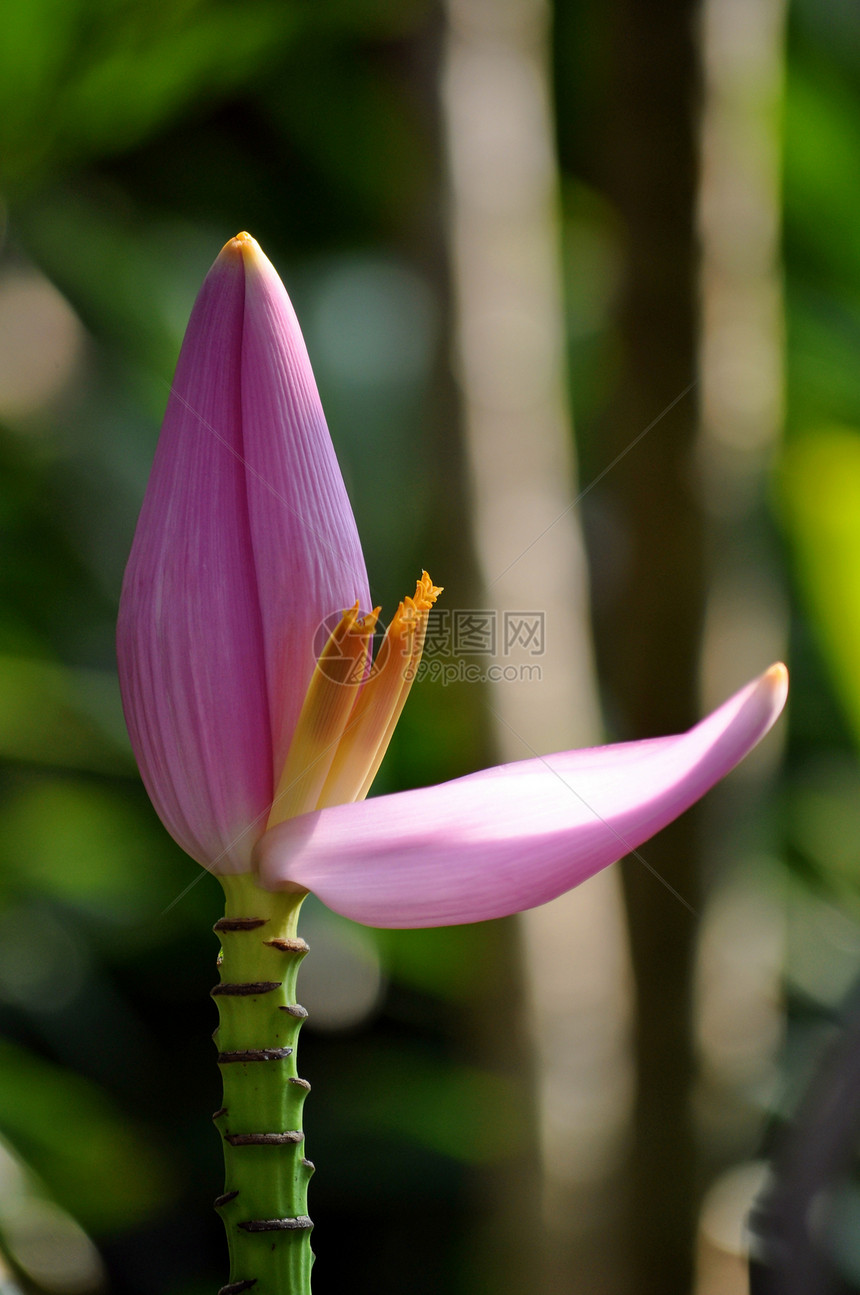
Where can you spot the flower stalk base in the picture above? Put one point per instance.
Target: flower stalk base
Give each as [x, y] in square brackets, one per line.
[264, 1199]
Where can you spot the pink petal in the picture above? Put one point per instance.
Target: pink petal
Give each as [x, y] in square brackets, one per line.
[513, 837]
[189, 640]
[307, 553]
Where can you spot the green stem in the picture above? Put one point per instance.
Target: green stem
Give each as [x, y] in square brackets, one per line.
[264, 1201]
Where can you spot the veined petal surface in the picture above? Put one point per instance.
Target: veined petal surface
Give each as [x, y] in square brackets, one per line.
[512, 837]
[245, 545]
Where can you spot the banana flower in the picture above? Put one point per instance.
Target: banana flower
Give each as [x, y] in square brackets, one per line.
[257, 742]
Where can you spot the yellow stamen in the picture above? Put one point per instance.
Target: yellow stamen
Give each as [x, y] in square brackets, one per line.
[334, 685]
[378, 705]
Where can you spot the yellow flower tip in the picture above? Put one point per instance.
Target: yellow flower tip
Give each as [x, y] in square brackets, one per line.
[777, 676]
[242, 245]
[367, 623]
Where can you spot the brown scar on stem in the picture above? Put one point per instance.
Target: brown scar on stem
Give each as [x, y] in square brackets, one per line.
[254, 1054]
[244, 988]
[292, 1136]
[299, 1223]
[289, 945]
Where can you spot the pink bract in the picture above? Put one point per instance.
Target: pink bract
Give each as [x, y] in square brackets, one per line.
[509, 838]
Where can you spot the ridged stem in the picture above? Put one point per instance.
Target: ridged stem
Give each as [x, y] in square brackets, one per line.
[264, 1201]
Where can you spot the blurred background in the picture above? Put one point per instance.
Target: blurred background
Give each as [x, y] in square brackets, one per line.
[582, 290]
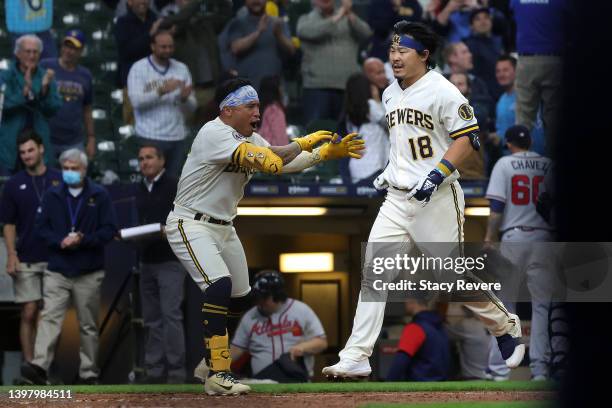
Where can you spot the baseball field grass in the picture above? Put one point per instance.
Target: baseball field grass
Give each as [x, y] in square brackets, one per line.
[451, 394]
[493, 404]
[315, 387]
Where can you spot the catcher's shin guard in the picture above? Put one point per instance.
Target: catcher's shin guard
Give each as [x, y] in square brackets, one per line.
[214, 313]
[218, 353]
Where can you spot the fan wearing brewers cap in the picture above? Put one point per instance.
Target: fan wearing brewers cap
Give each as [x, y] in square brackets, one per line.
[512, 192]
[72, 126]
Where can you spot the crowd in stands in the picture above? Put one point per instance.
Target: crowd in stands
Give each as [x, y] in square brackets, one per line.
[170, 57]
[316, 52]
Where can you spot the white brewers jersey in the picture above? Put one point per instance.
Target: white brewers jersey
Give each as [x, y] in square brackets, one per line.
[516, 181]
[210, 183]
[423, 121]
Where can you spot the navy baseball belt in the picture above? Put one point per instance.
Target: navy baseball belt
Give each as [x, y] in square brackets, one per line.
[406, 190]
[184, 212]
[525, 229]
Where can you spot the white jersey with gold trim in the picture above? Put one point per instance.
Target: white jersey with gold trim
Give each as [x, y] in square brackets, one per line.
[423, 120]
[210, 183]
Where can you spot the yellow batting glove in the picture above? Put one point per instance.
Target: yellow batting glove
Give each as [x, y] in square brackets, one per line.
[309, 141]
[348, 146]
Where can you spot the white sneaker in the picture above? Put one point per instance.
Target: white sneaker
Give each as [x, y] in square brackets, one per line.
[349, 369]
[510, 345]
[224, 383]
[201, 371]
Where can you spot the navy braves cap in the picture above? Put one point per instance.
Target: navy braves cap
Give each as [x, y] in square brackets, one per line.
[75, 37]
[518, 135]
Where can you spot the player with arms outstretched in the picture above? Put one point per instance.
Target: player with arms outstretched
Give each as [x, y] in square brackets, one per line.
[432, 130]
[224, 156]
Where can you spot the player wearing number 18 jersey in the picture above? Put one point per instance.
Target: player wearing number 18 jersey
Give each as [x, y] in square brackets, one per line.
[432, 130]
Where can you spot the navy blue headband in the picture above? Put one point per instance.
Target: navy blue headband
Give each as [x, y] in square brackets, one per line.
[405, 41]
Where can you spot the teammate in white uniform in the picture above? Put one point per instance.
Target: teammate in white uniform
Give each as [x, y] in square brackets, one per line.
[432, 130]
[513, 189]
[224, 155]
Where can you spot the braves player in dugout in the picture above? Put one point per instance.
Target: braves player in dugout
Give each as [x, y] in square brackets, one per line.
[432, 130]
[224, 155]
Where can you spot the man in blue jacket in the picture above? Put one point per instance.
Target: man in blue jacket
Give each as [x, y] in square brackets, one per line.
[76, 222]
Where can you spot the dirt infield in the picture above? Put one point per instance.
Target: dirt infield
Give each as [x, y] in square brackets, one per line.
[257, 400]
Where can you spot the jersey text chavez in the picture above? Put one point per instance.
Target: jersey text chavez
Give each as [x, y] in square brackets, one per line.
[409, 116]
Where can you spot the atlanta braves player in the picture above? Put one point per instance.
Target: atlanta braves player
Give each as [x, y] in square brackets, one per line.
[224, 155]
[432, 129]
[513, 190]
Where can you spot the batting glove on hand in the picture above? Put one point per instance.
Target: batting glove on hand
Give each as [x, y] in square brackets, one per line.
[340, 148]
[425, 187]
[380, 183]
[309, 141]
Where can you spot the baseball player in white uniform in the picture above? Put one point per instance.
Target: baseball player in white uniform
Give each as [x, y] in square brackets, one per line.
[224, 155]
[432, 130]
[513, 189]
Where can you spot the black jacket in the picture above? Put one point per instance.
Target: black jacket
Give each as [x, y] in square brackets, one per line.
[95, 218]
[154, 207]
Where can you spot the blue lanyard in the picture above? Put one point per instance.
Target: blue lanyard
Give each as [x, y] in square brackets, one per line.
[73, 215]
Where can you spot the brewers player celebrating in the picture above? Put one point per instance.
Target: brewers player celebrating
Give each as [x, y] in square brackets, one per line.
[512, 192]
[432, 130]
[224, 155]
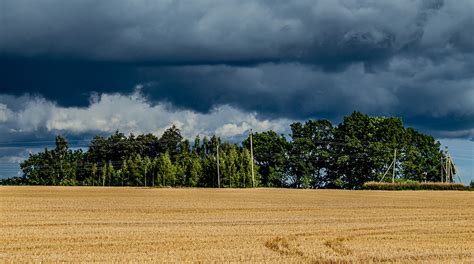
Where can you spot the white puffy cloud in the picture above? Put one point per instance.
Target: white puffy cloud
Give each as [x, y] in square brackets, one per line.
[130, 114]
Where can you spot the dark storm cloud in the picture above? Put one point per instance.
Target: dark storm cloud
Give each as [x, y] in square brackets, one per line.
[295, 59]
[324, 32]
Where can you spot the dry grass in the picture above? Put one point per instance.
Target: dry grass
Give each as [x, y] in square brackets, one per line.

◇ ◇ ◇ ◇ ◇

*Work to be completed*: Lines containing the word "blurred" must be found in the data above and copied.

*Output for this exercise*:
Where can you spot the blurred background in the picture above? Put one point per instance.
Target: blurred background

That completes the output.